• What is being asked
Turn the lines of the listing below into a numbered list, starting at the line that contains "# point at: the wooden" and going through the last line of the listing. Include only those lines and leave out any blank ones.

--- start of Data shown ---

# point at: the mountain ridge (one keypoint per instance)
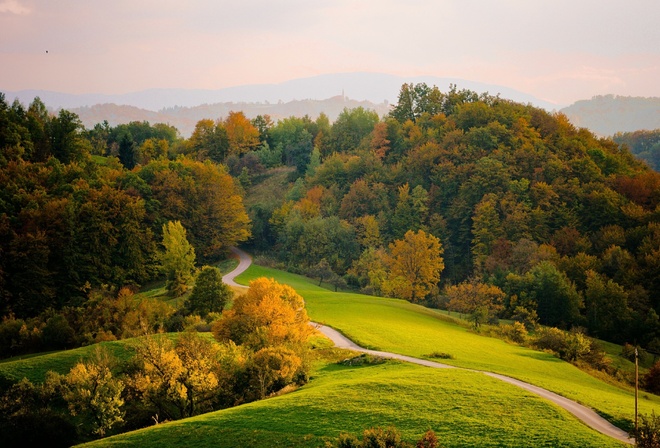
(373, 87)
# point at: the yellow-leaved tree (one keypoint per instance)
(415, 263)
(269, 314)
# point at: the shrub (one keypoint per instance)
(516, 332)
(651, 381)
(648, 431)
(440, 355)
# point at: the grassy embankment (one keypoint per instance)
(464, 408)
(400, 327)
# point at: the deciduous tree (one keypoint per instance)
(178, 258)
(415, 264)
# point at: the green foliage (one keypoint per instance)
(648, 431)
(210, 294)
(178, 258)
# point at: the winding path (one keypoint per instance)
(583, 413)
(244, 262)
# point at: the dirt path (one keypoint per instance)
(583, 413)
(244, 262)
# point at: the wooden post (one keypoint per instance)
(636, 386)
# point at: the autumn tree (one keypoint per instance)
(175, 380)
(178, 258)
(480, 300)
(268, 314)
(209, 140)
(415, 264)
(273, 366)
(94, 395)
(242, 134)
(210, 294)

--- end of Data shown ---

• Problem solution
1. # point at: the wooden post (one keypoint per instance)
2. (636, 386)
3. # point at: the autumn tree (one keypoint per instance)
4. (175, 380)
5. (178, 258)
6. (480, 300)
7. (268, 314)
8. (209, 140)
9. (415, 264)
10. (273, 366)
11. (94, 395)
12. (242, 134)
13. (210, 294)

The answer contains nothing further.